## TASK PROMPT
Every word of every entry must be retyped exactly.

□ □ □ □

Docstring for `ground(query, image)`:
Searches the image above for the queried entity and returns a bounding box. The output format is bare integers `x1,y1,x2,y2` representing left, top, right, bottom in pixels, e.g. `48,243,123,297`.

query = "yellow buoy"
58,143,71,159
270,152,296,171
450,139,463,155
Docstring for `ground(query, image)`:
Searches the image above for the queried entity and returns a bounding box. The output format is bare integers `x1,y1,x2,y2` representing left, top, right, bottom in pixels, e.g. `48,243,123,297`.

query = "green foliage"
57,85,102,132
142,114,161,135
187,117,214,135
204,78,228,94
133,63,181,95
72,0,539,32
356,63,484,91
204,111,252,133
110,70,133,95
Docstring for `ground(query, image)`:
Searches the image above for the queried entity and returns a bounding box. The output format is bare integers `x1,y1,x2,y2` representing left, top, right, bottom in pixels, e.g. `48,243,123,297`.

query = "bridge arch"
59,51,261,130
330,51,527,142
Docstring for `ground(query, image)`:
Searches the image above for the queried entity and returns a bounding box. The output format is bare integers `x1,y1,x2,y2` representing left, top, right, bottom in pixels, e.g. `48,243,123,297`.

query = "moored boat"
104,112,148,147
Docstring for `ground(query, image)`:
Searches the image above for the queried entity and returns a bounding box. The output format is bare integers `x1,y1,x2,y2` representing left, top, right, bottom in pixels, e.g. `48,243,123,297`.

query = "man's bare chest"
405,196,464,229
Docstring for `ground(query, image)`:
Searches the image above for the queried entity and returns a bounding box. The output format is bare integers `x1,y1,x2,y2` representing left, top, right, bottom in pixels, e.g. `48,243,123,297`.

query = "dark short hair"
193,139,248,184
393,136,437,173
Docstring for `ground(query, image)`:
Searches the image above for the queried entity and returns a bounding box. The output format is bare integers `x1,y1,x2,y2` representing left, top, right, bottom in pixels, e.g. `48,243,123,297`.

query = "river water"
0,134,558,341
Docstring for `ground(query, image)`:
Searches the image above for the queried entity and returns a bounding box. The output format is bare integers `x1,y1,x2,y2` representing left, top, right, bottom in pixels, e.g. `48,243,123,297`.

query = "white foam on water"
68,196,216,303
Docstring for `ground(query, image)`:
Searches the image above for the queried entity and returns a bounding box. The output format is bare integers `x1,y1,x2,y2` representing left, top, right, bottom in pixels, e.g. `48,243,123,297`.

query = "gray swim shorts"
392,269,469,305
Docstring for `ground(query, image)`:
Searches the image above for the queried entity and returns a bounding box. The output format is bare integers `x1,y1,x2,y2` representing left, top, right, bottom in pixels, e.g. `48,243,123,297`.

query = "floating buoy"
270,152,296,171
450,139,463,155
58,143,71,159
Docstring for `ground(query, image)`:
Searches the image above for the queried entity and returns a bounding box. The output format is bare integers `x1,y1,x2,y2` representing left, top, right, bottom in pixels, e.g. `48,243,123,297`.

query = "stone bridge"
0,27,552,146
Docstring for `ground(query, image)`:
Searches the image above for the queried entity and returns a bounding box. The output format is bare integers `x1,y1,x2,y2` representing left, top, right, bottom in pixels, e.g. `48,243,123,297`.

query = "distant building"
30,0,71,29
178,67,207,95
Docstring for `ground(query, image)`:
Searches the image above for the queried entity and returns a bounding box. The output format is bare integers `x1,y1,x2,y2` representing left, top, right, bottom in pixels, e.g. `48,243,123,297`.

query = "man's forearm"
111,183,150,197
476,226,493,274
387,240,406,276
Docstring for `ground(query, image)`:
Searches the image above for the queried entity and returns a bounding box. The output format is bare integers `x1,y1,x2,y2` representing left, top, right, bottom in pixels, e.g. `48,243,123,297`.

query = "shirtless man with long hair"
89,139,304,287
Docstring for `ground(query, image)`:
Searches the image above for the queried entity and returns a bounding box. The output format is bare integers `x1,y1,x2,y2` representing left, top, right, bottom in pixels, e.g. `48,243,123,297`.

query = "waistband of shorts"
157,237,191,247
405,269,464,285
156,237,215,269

□ □ □ □

## PROBLEM SOLUTION
Docstring for `ground(query, image)`:
Searches the image above for the queried entity and returns a bounding box. The output format is bare integers `x1,y1,x2,y2` representing left, top, right, bottom in pixels, e.g. `48,243,123,297`.

query = "yellow buoy"
58,143,71,159
270,152,296,171
450,139,463,155
Docstring for `ground(query, image)`:
Searches the image above for the queried entity and returns a bounding box. The output format is bare integers `x1,y1,x2,y2` representing left, top, right, bottom in pixels, e.g. `48,243,123,297`.

query = "green foliage"
57,85,102,132
142,114,161,135
187,117,214,135
204,78,228,94
133,63,181,95
72,0,539,32
356,63,484,91
204,111,252,133
110,70,133,95
Docstring for `ground(query, image)`:
Searches the image above for the queried entity and returns a bounding box. The output format is bare integers `x1,y1,x2,y2` representing left, top, right, bottom in pixels, e.g. `48,243,123,297`.

query = "bridge arch"
59,51,261,130
330,51,527,142
Docstring for `ground(query, image)`:
Searches the image above for the queried entity and returns a bounding box. The output format is bare integers `x1,y1,x2,y2` representing left, top, right, bottom in pixels, e.g. `48,243,123,297`.

query = "moored boat"
104,112,148,147
Docstring for `ground(query, image)`:
Searches the image above for the queried entity and returns a bounding box. The output format is bare integers `x1,y1,x2,y2` representing left, top, right, bottom in pixels, e.g. `48,243,123,297`.

query = "man's bare chest"
405,196,464,229
Docstring for `ground(query, image)`:
Searches the image above for the queried entity and returns a bounding box. The output format is bare integers `x1,y1,x2,y2` representing left, top, right, bottom in pixels, e.g. `48,243,123,297`.

query = "dark short hair"
193,139,248,184
393,136,437,173
Docstring for `ground(query, image)`:
Searches the image above for the queried entity and returns a bounding box. The output format is bare integers `x1,y1,x2,y2` representing left, top, right, bottom in pixels, e.g. `48,243,123,297`.

query = "river water"
0,134,558,341
Docstring for `ground(query, image)`:
Searches the image above for the queried entity and returns a bounding box. The output format is bare integers `x1,y1,x2,y2` representing left, top, right, bottom in pixels, e.g. `48,243,123,297`.

query = "white foam on water"
68,196,216,303
Docstring for `ground(query, image)`:
Searches the image above for the queried entity and returns a bounding box. The output format is bare integers `x1,y1,x2,y2` representing left, top, right, bottom in pixels, e.g. `48,243,123,297`.

query = "gray swim shorts"
392,269,469,305
Docstring for `ground(query, image)`:
Searches the image above for the queried entity and returns a bounding box. The output format is bare integers `x1,y1,x2,y2` representing left, top, right, bottom in pixels, e.g. `48,243,123,297`.

query = "floating buoy"
270,152,296,171
450,139,463,155
58,143,71,159
Docstring for `ground(query, image)`:
Searches the image above for the queried entity and returns a bounding box. The output format is bare integers `x1,y1,x2,y2` representing left, top, right, bottom in pixels, e.g. `48,243,123,297`.

query = "stone bridge"
0,27,552,146
Docstring for `ground(query, image)`:
Searches the image above for the queried entity and returns a bounding box. The output format is bare integers `x1,y1,x2,y2` representing left, top, right, bottom in pixels, e.g. `48,243,123,297`.

query = "distant building"
30,0,71,29
178,67,207,95
Docstring for `ground(query, image)`:
Searches the image above for the queried entity and returns a bounding box. The output format is bare integers `x1,y1,x2,y2` representing left, top, right, bottom in pixels, e.g. `48,243,123,297`.

query = "man's forearm"
111,183,150,197
476,226,493,274
387,240,406,276
Docstring for `ground(query, image)`:
Searches the image above for the queried entity and returns a bounding box. The output format is bare integers `x1,y1,x2,y2` representing left, top, right, bottom in pixels, e.g. `48,243,123,297`.

query = "shirtless man with long hair"
89,139,304,287
Docstring for `ground(query, image)`:
Searches the image above for the queried entity and returns a bounding box. The output format is bare integers `x1,y1,x2,y2` representing left, top, right, bottom in pixels, e.g. `48,243,123,297`.

query = "waistband of shorts"
157,237,191,247
405,269,464,285
156,237,215,269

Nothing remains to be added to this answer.